┌─ Aangeleverde tekst

Minder ik, meer wij. Bevestiging van Marcel van der Maeden

SAN SALVATORGEMEENSCHAP | 10 november 2024 JAN SCHOUTENDAG
Minder ik, meer wij

Voorgangers  Franneke Hoeks  & Marcel van der Maede
Lectoren Toon van Mierlo en Marga van de Koevering
Melodiek
o.l.v. Machteld Terlingen|  Pianist Coby Wagemans | Fluit Marian Werner

Lied Dag en Welkom

Welkom
Welkom lieve mensen. Fijn dat jullie vandaag hier zijn. Bekende, onbekende gezichten dat dat jullie je weg naar hier hebben gevonden. Een bijzondere dag. We gaan jou, Marcel, bevestigen in je nieuwe functie als pastor van de San Salvator geloofsgemeenschap. Het is ook Jan Schoutendag, een beetje de verjaardag van de gemeenschap. Een dag om stil te staan bij onze wortels en wat ons als geloofsgemeenschap draagt.
Aan het begin van deze viering steken we de paaskaars aan: licht tegen doem en dood. Een kaars die het verhaal vertelt van de man die opstond uit de dood en ons liet zien hoe goed leven in de ogen van de Eeuwige er uit kan zien. Vanuit de paaskaars steken we ook de vredeskaars aan. Een kleine vlam tegen oorlogsgeweld. We vieren vandaag gemeenschap: mensen die zich verbonden weten met elkaar en met het grote verhaal God die zich op zijn/haar beurt verbindt met mensen. Die verbinding, die gemeenschap en alles waar we als geloofsgemeenschap voor willen staan, daar gaat het om vandaag. Gemeenschap bestaat uit heel veel mensen en sommige mensen krijgen een bijzondere taak. Vandaag gaan we jou, Marcel, bevestigen in de nieuwe rol die je gaat vervullen.
Wij zijn een gemeenschap van mensen. Ons logo is een boom van mensen die elkaar dragen. Ik mag jou dit logo omhangen. Deze sjaal, scapulier, wybertje hoe je het maar wilt noemen wordt door meerdere voorgangers gedragen en vandaag mag ik hem jou omhangen.
We hebben zeven mensen uit de gemeenschap gevraagd om jou te zegenen. Zeven staat voor volheid. Deze zeven mensen vertegenwoordigen de hele gemeenschap. Mag ik jullie vragen om naar voren te komen en hier voor de tafel rondom Marcel te gaan staan.

└─

Herhaal woordelijk het stuk uit de tekst over de bevestiging van Marcel van der Maeden vanaf "Minder ik, meer wij." tot en met "als geloofsgemeenschap draagt.".

┌─ Aangeleverde gegevens

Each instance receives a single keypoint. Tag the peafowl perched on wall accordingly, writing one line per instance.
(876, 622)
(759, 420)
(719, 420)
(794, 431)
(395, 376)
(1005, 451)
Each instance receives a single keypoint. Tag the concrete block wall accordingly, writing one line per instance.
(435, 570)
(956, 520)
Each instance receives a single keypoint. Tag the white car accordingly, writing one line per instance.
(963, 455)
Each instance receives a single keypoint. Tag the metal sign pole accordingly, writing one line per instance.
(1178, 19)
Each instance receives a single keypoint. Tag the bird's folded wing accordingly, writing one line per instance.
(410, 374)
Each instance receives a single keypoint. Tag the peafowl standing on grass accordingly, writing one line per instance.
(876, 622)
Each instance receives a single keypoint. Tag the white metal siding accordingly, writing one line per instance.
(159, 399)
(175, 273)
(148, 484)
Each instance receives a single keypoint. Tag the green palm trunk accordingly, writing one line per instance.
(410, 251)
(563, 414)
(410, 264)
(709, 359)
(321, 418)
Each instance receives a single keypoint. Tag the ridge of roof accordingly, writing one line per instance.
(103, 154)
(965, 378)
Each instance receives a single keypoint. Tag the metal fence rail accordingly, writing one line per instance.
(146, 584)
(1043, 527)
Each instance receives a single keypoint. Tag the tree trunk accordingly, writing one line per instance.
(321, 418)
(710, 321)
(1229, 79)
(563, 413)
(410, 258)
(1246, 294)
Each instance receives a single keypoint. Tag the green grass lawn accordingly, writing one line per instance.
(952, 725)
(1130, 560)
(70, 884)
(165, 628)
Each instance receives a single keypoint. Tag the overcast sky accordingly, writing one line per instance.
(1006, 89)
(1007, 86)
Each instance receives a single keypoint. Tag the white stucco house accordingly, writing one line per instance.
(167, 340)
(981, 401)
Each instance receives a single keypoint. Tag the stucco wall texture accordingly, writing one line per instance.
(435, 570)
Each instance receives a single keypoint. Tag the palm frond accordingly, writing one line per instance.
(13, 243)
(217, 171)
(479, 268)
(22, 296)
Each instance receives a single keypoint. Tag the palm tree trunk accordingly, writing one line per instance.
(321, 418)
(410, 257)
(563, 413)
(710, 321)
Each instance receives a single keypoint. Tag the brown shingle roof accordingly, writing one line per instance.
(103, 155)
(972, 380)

└─

• Uitwerking
Minder ik, meer wij. Bevestiging van Marcel van der Maeden

SAN SALVATORGEMEENSCHAP | 10 november 2024 JAN SCHOUTENDAG
Minder ik, meer wij

Voorgangers  Franneke Hoeks  & Marcel van der Maede
Lectoren Toon van Mierlo en Marga van de Koevering
Melodiek
o.l.v. Machteld Terlingen|  Pianist Coby Wagemans | Fluit Marian Werner

Lied Dag en Welkom

Welkom
Welkom lieve mensen. Fijn dat jullie vandaag hier zijn. Bekende, onbekende gezichten dat dat jullie je weg naar hier hebben gevonden. Een bijzondere dag. We gaan jou, Marcel, bevestigen in je nieuwe functie als pastor van de San Salvator geloofsgemeenschap. Het is ook Jan Schoutendag, een beetje de verjaardag van de gemeenschap. Een dag om stil te staan bij onze wortels en wat ons als geloofsgemeenschap draagt.